Extract provided Block Start

I always enjoy the youngsters at Python. Of course, not every child gets as much out of things as they might do. Some of the worksheets needed a lot of reading and then a lot of typing which was daunting especially to some younger participants. (And laziness is A Thing, of course!). But it’s great when the children get the bit between their teeth and get excited about what they’ve achieved… and that they worked it out themselves, and debugged it themselves. And they’ve got an idea about where to go next.
For various reasons I spent relatively little time at the Conference proper. In particular, I only attended three talks, all of them given by people I knew and containing few surprises. It’s nice to see that several projects which I was slightly connected with early on have grown considerably and definitely merit a newer look: GPIOZero, PyGame Zero and PiNet. Like everyone else, I was impressed by the talk transcribers.The Conference venue was very pleasant and what I saw of Cardiff was welcoming – even though they were milking their connection with Roald Dahl, who’d been born there 100 years before.
People have spoken and tweeted about how welcoming and open PyCon UK was for them, and I’m delighted. For me, the experience was a mixed one, I think for two reasons. One was that I was there for considerably less than 48 hours: I arrived on Saturday morning and left mid-afternoon on Sunday. I had necessarily little time to interact with people and, once I’d helped with the Kids’ Track, I particularly wanted to catch up with Andrew Mulholland of PiNet fame, and to say hello to people I pretty much only see at PyCon UK. Floris wanted to chat about networkzero and, once I’d done all that, it was almost time to go. I had an hour in the glorious Quiet Room (aka Cardiff City Council Chamber) before heading off on a coach to Bristol followed by a 2+hr stand on the train back to London.
The other thing which muted my experience was how much bigger the Conference was this year, how many more people. Obviously, the fact of its being in South Wales will have skewed the catchment area, so to speak. But I was surprised at how few people I knew. Of course, at one level, this is great: the Python community is big and getting bigger; I’m not in an echo chamber where I talk to the same 12 people every year; people from the South & West who couldn’t get to Coventry can get to Cardiff. At the same time, I was irrationally lower in spirits (partly through lack of sleep, no doubt!). Normally I have no difficulty in just stopping by people to say things like “My name’s Tim; what do you use Python for?”. But this year, I just found it harder. So – sorry to people whom I appeared to be ignoring or who found me distracted.
In particular I realised how much I’d missed by not being there the previous two days: it’s a little like starting at a new school when everyone else has already been there a while. There’s nothing I could have done, but I regretted it nonetheless. Hopefully it’ll be better next year.
I look forward to seeing other people’s post-Conference write-ups and photos. I’m especially interested in people who didn’t enjoy things, or at least weren’t bowled over. Not because I’m reaching out for negativity, but because surely some people will have had an indifferent or even a negative experience at some level, and it would be good to understand why.
Well there’s more I could say, but if you’ve even read this far, that’s more than I expected. I hope I’ll see you there next year, and meanwhile enjoy the tweets.

Extract provided Block End

What you will do: Please reproduce the PyCon UK post above word for word, starting at "I look forward" and ending at "to understand why.".

Supplied information Block Start

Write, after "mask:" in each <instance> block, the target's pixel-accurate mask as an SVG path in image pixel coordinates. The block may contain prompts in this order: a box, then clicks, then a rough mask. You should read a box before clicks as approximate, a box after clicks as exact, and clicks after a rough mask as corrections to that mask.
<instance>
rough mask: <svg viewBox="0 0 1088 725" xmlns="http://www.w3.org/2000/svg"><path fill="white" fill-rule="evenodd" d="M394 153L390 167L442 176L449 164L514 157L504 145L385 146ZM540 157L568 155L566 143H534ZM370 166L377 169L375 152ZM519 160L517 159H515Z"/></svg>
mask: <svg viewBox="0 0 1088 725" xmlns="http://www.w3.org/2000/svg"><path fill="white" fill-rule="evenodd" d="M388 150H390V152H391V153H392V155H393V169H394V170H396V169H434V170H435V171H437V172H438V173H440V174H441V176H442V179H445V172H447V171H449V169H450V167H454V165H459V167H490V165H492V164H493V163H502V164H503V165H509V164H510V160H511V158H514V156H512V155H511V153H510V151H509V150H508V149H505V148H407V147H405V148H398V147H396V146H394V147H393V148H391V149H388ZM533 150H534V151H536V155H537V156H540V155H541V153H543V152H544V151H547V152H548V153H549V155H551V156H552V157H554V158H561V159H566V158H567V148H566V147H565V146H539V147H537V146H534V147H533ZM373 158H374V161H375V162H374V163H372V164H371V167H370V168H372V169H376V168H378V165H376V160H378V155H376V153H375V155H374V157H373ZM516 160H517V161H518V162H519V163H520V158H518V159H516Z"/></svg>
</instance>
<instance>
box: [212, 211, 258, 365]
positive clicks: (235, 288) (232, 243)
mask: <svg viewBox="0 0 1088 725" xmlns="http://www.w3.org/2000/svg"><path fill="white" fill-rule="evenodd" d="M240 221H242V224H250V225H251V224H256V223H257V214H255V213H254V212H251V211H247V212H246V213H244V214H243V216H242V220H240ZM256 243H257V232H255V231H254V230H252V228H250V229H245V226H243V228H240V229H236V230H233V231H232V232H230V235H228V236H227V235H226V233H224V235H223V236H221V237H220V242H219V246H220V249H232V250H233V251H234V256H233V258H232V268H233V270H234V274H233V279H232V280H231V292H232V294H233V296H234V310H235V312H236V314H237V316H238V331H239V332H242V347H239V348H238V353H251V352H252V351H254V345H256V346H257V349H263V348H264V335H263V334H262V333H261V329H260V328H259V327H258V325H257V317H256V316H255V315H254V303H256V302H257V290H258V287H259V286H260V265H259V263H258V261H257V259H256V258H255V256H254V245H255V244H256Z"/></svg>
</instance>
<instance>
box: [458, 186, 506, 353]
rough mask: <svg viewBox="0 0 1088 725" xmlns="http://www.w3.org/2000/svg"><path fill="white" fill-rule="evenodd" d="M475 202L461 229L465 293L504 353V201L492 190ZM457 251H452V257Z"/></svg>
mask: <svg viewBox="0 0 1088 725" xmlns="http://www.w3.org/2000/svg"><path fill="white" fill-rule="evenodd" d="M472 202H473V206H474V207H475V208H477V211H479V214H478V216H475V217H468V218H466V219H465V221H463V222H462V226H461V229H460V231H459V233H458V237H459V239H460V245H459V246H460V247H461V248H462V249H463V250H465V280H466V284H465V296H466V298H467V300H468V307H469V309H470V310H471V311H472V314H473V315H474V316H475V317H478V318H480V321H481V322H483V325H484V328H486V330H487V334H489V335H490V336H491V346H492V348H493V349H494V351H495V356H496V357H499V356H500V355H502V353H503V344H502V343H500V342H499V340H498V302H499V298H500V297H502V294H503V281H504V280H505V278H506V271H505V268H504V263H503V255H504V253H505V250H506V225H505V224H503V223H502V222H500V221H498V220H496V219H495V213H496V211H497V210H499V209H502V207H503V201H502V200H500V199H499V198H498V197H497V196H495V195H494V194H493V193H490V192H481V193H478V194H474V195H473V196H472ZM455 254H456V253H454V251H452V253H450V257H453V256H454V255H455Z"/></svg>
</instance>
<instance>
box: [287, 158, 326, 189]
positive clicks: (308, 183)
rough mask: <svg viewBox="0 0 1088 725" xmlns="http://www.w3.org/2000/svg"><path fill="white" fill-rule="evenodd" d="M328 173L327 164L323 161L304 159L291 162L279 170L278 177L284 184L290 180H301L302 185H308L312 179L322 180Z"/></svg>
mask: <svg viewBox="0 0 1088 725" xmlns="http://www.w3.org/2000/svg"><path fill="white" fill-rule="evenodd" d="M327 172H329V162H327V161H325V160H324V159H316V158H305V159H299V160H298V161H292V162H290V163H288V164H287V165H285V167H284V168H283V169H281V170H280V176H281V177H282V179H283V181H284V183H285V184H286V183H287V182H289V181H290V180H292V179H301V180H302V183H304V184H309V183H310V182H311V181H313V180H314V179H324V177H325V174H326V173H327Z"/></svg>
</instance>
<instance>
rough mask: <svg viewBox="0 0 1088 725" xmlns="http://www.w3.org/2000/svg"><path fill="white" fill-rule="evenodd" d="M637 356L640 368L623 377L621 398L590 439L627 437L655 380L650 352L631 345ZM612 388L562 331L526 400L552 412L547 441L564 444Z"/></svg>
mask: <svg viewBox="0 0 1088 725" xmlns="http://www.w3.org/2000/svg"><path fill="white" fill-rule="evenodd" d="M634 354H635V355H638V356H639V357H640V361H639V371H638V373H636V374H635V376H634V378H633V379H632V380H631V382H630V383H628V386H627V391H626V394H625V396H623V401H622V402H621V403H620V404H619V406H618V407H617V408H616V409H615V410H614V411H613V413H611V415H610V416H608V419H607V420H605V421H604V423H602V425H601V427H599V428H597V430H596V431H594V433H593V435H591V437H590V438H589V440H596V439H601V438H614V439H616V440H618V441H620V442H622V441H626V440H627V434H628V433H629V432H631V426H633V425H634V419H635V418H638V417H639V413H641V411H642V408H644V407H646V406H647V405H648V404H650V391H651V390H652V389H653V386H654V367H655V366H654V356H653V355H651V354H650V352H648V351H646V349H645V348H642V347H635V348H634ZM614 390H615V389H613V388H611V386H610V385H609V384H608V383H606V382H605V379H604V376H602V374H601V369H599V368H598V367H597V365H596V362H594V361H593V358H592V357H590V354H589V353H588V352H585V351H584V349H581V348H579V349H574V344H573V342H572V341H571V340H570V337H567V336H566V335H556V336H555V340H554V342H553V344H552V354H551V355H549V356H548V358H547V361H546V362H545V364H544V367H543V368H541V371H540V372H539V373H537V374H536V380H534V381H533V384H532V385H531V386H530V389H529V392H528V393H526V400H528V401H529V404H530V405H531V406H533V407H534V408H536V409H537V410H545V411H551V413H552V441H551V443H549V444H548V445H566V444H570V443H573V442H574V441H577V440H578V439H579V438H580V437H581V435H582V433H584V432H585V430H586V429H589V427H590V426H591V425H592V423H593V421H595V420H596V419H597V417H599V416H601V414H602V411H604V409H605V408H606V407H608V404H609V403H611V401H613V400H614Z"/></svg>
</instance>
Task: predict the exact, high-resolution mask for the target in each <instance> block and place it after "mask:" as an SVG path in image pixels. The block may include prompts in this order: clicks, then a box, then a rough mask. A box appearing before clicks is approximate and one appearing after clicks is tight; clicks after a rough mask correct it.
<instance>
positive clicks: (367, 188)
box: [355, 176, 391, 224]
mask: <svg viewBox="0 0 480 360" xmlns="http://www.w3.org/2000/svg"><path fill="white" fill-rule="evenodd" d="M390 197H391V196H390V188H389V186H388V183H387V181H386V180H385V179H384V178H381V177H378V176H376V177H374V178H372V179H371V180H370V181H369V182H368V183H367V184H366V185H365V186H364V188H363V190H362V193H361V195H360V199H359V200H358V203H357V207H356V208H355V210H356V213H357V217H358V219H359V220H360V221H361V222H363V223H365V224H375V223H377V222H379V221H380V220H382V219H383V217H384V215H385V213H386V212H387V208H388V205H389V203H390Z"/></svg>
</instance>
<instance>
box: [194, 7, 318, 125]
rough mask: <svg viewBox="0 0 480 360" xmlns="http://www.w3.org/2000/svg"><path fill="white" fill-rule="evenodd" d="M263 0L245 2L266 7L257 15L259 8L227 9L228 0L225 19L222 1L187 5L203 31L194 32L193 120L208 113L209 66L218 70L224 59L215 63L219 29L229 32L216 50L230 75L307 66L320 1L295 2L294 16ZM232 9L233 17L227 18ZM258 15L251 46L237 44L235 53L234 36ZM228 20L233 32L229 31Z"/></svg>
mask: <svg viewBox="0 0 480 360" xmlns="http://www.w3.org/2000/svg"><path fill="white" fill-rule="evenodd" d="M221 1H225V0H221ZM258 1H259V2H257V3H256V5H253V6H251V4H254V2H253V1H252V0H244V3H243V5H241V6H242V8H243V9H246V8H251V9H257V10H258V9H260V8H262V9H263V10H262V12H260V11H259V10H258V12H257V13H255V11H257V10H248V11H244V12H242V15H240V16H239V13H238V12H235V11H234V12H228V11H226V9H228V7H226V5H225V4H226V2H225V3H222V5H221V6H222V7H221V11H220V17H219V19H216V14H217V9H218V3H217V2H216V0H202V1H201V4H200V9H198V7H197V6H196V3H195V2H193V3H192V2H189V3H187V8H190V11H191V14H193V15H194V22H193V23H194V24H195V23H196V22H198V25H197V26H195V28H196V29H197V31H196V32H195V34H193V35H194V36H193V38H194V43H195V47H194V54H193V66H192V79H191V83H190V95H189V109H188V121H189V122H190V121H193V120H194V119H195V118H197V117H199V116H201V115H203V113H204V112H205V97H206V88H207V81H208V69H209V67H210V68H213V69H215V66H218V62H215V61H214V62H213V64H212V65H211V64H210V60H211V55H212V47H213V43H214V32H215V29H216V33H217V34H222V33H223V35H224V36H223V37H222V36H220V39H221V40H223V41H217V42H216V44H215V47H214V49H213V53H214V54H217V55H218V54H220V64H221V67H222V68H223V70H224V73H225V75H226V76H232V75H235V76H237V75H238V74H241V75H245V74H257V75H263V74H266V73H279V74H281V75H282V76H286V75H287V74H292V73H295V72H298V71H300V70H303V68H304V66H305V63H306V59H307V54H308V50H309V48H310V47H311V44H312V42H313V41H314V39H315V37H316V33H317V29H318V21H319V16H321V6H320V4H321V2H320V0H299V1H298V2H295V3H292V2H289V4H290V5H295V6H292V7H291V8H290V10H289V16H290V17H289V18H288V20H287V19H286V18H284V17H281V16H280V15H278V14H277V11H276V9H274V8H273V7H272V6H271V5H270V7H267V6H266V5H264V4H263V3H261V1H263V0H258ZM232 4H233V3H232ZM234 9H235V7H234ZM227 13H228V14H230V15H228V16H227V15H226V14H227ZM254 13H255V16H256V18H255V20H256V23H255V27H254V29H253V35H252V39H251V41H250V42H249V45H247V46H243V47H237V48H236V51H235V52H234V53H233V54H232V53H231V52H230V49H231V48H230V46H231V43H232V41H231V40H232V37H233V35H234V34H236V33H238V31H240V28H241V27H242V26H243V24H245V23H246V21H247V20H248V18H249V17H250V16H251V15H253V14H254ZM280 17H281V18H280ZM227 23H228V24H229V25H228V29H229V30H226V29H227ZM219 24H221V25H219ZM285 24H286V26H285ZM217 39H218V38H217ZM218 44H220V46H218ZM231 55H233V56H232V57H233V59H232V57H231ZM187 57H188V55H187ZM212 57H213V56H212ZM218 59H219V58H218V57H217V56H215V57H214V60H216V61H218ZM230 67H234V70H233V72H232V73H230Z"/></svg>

Supplied information Block End

Output below:
I look forward to seeing other people’s post-Conference write-ups and photos. I’m especially interested in people who didn’t enjoy things, or at least weren’t bowled over. Not because I’m reaching out for negativity, but because surely some people will have had an indifferent or even a negative experience at some level, and it would be good to understand why.